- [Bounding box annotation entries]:
====================

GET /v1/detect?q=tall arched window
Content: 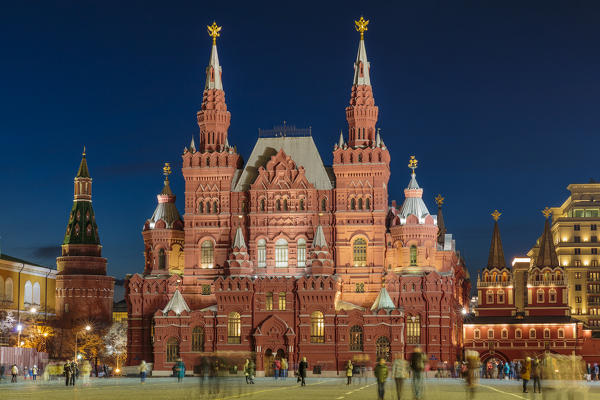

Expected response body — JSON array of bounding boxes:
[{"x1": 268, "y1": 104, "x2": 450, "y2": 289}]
[
  {"x1": 158, "y1": 249, "x2": 167, "y2": 269},
  {"x1": 310, "y1": 311, "x2": 325, "y2": 343},
  {"x1": 352, "y1": 238, "x2": 367, "y2": 267},
  {"x1": 375, "y1": 336, "x2": 391, "y2": 361},
  {"x1": 167, "y1": 337, "x2": 179, "y2": 362},
  {"x1": 275, "y1": 239, "x2": 288, "y2": 268},
  {"x1": 227, "y1": 311, "x2": 242, "y2": 344},
  {"x1": 256, "y1": 239, "x2": 267, "y2": 268},
  {"x1": 23, "y1": 281, "x2": 33, "y2": 304},
  {"x1": 4, "y1": 278, "x2": 13, "y2": 302},
  {"x1": 200, "y1": 240, "x2": 215, "y2": 268},
  {"x1": 33, "y1": 282, "x2": 41, "y2": 306},
  {"x1": 298, "y1": 238, "x2": 306, "y2": 267},
  {"x1": 350, "y1": 325, "x2": 363, "y2": 351},
  {"x1": 410, "y1": 244, "x2": 417, "y2": 267},
  {"x1": 192, "y1": 326, "x2": 204, "y2": 351},
  {"x1": 406, "y1": 315, "x2": 421, "y2": 344}
]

====================

- [TO DO]: Rewrite every line of the entries above as a Markdown table with a Row column for the number and a Line column for the text, omitting blank lines. Leave the pictures out of your answer.

- [RESPONSE FOR THIS EXERCISE]:
| Row | Line |
|---|---|
| 1 | GET /v1/detect?q=tall arched window |
| 2 | Content:  |
| 3 | Expected response body — JSON array of bounding boxes: |
| 4 | [{"x1": 268, "y1": 104, "x2": 450, "y2": 289}] |
| 5 | [ |
| 6 |   {"x1": 158, "y1": 249, "x2": 167, "y2": 269}, |
| 7 |   {"x1": 310, "y1": 311, "x2": 325, "y2": 343}, |
| 8 |   {"x1": 352, "y1": 238, "x2": 367, "y2": 267}, |
| 9 |   {"x1": 375, "y1": 336, "x2": 391, "y2": 361}, |
| 10 |   {"x1": 167, "y1": 337, "x2": 179, "y2": 362}, |
| 11 |   {"x1": 275, "y1": 239, "x2": 288, "y2": 268}, |
| 12 |   {"x1": 227, "y1": 311, "x2": 242, "y2": 344}, |
| 13 |   {"x1": 256, "y1": 239, "x2": 267, "y2": 268}, |
| 14 |   {"x1": 23, "y1": 281, "x2": 33, "y2": 304}, |
| 15 |   {"x1": 4, "y1": 278, "x2": 13, "y2": 302}, |
| 16 |   {"x1": 200, "y1": 240, "x2": 215, "y2": 268}, |
| 17 |   {"x1": 33, "y1": 282, "x2": 41, "y2": 306}, |
| 18 |   {"x1": 298, "y1": 238, "x2": 306, "y2": 267}, |
| 19 |   {"x1": 350, "y1": 325, "x2": 363, "y2": 351}, |
| 20 |   {"x1": 410, "y1": 244, "x2": 417, "y2": 267}, |
| 21 |   {"x1": 192, "y1": 326, "x2": 204, "y2": 351}, |
| 22 |   {"x1": 406, "y1": 315, "x2": 421, "y2": 344} |
| 23 | ] |